*** Opening of INPUT ***

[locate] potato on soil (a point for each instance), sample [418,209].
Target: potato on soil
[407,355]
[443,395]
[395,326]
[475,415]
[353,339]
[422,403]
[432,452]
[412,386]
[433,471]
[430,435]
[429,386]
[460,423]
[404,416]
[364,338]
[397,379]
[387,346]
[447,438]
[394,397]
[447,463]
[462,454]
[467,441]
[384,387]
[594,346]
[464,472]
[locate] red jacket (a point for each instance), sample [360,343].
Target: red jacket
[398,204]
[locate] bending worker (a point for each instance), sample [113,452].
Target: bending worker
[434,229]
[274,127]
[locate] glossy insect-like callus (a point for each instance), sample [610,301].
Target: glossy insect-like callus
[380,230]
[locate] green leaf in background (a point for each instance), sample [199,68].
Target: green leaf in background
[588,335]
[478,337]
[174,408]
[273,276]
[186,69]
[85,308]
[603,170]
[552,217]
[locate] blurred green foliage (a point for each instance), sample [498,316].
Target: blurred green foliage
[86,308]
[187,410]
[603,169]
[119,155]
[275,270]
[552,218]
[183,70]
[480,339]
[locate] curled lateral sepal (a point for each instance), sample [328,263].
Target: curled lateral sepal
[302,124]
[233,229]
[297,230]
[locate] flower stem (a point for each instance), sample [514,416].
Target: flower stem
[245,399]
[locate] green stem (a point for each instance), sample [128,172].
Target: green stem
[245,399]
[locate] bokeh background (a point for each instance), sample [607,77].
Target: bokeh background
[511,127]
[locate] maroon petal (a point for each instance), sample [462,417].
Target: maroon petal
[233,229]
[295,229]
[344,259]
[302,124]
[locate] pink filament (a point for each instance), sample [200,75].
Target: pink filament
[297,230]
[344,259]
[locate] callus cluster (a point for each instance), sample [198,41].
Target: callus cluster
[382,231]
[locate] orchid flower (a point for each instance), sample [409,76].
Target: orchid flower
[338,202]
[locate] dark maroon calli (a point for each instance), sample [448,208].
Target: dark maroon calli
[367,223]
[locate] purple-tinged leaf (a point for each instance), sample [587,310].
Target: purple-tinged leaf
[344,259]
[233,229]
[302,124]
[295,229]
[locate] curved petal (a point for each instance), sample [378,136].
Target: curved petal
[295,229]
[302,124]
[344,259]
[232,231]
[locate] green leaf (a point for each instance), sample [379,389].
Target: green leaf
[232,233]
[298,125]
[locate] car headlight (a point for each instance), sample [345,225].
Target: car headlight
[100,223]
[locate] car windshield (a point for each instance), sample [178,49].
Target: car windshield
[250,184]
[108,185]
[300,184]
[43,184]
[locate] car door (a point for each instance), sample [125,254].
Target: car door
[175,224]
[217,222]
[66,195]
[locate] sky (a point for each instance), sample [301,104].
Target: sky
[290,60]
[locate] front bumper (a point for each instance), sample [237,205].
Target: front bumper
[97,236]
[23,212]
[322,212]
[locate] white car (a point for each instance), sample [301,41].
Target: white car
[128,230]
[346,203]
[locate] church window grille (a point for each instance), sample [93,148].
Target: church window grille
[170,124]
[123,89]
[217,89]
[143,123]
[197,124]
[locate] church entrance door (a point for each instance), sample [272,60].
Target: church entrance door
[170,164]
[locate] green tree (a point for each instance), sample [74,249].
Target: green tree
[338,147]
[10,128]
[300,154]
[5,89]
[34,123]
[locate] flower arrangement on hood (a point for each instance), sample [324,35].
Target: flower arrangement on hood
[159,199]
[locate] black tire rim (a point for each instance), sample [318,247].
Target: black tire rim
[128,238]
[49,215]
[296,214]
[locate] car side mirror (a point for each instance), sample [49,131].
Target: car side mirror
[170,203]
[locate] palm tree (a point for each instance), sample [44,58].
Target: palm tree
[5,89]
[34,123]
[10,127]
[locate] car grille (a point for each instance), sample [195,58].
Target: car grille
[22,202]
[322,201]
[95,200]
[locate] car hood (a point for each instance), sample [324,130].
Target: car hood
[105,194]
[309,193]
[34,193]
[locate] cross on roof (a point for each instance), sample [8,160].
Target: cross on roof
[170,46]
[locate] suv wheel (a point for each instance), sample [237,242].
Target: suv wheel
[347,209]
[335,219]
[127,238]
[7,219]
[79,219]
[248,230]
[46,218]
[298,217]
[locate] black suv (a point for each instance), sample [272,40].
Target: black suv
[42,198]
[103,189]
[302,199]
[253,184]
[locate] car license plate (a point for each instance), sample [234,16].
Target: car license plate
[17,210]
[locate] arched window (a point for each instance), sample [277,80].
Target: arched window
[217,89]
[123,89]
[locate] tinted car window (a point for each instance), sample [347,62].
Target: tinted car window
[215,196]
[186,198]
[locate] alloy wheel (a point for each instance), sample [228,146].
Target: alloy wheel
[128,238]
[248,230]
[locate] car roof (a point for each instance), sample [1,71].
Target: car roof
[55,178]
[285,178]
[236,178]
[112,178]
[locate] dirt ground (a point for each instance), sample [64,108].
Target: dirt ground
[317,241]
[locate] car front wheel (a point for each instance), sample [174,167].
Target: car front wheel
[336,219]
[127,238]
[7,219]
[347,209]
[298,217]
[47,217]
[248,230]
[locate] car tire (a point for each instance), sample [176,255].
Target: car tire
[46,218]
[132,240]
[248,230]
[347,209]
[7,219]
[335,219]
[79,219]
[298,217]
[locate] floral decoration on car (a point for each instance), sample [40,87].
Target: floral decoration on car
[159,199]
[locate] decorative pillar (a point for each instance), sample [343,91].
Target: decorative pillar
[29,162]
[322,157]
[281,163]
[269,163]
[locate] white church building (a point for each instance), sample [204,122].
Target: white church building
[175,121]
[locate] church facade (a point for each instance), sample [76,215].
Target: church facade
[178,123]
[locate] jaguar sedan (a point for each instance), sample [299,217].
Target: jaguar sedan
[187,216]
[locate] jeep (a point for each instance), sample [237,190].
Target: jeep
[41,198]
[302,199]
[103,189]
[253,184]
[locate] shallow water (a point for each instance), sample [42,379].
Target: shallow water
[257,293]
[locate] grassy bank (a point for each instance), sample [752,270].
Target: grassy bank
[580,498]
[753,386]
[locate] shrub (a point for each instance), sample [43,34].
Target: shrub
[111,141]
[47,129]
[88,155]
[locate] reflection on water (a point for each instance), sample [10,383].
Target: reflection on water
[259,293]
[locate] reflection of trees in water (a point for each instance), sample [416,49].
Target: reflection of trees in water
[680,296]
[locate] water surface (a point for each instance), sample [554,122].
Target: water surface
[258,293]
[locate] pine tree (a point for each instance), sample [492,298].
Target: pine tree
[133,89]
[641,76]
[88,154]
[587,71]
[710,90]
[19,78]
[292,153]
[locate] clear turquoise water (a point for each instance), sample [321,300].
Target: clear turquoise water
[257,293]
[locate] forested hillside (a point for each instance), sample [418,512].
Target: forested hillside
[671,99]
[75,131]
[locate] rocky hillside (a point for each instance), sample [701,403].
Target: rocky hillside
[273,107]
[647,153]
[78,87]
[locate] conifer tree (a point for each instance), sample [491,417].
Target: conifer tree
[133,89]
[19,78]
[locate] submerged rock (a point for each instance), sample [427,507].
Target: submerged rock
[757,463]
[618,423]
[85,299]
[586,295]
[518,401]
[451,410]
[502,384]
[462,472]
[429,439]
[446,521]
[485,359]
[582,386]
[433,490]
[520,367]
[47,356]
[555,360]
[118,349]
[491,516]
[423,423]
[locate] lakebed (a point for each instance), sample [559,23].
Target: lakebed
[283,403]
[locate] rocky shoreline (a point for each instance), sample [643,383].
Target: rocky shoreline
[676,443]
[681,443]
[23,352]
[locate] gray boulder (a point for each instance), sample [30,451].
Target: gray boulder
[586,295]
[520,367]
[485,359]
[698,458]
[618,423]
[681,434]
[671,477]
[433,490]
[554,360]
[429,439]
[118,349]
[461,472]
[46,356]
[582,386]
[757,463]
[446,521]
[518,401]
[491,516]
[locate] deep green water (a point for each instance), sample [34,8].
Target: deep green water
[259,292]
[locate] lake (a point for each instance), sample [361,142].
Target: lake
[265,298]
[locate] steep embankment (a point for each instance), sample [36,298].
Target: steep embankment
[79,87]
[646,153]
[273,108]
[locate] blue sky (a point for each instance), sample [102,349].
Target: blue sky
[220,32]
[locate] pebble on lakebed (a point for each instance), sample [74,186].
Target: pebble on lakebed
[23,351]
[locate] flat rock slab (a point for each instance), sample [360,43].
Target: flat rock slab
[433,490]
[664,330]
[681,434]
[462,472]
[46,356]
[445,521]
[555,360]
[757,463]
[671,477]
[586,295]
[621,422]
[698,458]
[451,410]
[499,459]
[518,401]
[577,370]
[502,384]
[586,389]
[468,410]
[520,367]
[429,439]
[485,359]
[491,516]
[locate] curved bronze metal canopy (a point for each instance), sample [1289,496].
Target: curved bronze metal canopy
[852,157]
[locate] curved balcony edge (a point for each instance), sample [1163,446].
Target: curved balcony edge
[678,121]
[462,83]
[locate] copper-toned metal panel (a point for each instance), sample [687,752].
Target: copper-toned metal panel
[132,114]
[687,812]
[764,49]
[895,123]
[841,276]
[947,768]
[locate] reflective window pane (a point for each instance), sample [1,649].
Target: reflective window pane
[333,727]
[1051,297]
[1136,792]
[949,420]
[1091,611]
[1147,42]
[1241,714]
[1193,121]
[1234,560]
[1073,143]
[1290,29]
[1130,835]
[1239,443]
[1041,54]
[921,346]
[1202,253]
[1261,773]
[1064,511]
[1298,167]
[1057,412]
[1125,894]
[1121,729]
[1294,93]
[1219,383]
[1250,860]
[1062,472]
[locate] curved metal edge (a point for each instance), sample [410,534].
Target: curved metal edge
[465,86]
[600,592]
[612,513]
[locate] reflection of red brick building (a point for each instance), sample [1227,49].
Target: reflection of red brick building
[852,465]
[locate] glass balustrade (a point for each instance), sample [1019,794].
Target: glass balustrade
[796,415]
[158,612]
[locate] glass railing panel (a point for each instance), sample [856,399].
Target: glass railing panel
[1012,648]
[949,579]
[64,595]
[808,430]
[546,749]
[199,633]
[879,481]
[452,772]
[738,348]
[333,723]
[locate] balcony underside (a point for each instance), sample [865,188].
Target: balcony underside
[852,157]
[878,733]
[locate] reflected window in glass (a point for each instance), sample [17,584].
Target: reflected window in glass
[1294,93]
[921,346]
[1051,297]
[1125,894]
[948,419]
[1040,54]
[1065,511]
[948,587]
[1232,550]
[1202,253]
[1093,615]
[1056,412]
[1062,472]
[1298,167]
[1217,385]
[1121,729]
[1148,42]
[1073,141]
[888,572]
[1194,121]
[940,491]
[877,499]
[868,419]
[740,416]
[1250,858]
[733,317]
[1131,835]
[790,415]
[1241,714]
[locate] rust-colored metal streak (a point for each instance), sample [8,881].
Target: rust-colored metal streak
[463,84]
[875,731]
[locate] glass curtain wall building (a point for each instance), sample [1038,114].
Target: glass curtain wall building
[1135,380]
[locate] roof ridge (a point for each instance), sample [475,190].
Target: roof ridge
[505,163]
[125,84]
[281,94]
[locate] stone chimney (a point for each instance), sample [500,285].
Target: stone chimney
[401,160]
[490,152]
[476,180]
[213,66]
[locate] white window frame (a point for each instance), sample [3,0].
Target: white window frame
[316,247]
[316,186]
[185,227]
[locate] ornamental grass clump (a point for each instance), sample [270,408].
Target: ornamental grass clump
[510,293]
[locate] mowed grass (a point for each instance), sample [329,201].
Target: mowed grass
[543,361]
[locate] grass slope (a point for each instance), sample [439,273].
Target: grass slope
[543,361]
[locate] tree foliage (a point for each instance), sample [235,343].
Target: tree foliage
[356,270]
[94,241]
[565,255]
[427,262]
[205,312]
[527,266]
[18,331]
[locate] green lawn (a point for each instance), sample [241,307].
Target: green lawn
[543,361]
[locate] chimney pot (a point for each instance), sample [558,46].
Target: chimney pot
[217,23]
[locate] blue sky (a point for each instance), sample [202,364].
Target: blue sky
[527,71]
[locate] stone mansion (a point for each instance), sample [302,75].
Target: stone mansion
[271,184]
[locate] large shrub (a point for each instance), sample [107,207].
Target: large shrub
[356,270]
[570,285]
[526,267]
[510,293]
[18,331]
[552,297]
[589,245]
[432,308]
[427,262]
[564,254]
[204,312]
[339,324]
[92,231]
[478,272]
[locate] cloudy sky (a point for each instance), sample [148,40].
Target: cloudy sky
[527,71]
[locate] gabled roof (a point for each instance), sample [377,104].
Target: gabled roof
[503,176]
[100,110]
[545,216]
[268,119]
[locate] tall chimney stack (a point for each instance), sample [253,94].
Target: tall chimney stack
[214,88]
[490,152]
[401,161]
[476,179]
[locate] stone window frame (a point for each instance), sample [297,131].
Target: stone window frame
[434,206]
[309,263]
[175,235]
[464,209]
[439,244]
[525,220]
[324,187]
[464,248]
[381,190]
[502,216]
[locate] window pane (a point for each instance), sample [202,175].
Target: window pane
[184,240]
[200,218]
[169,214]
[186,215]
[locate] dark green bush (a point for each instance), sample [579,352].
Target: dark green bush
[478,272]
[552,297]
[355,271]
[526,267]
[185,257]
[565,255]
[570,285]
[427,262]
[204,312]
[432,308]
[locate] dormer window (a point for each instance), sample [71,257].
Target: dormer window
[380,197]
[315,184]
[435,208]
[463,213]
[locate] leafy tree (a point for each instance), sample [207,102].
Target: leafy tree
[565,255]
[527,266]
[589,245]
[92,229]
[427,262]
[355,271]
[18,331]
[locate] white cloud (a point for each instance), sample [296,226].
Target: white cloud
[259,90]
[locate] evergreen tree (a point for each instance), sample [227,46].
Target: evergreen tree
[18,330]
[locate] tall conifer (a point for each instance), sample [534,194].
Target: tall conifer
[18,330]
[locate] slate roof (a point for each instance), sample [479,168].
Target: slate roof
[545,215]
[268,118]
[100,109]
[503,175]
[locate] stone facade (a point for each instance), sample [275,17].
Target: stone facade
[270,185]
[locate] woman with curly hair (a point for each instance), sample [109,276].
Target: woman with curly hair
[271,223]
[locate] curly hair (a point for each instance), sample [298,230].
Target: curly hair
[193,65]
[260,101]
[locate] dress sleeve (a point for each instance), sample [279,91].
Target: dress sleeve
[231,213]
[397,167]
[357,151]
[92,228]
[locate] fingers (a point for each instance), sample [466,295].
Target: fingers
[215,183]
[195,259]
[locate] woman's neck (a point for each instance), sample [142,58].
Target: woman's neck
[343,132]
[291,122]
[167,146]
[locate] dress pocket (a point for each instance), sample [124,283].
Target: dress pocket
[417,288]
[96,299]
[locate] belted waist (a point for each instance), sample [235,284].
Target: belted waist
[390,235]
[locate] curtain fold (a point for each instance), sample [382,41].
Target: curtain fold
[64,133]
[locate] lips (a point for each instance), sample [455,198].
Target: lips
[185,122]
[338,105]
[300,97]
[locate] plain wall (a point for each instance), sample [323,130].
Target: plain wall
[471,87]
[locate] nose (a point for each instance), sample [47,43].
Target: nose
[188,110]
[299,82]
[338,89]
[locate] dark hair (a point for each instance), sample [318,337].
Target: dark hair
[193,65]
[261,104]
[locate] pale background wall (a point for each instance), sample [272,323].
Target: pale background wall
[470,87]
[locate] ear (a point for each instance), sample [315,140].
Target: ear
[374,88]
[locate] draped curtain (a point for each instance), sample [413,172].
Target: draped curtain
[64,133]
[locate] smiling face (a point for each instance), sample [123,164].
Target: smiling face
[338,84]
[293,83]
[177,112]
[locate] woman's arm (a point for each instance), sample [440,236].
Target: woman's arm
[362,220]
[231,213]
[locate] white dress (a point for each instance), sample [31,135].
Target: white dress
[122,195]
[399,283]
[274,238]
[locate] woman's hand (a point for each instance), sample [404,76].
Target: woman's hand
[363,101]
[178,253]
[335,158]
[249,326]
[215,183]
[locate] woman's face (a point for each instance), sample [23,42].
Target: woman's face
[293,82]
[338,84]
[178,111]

*** Close of INPUT ***

> ABOUT THIS TASK: Among the entries above, the line containing "[locate] dark maroon", the line containing "[locate] curved petal", and all lines between them are to be restated word for word; nothing else belongs in the reply.

> OUTPUT OF THE TASK:
[locate] dark maroon calli (a point for each instance), sample [448,208].
Target: dark maroon calli
[367,223]
[locate] purple-tinged leaf (a point for each instance), sample [587,310].
Target: purple-tinged leaf
[344,259]
[233,229]
[302,124]
[295,229]
[locate] curved petal (a point for each instance), sample [378,136].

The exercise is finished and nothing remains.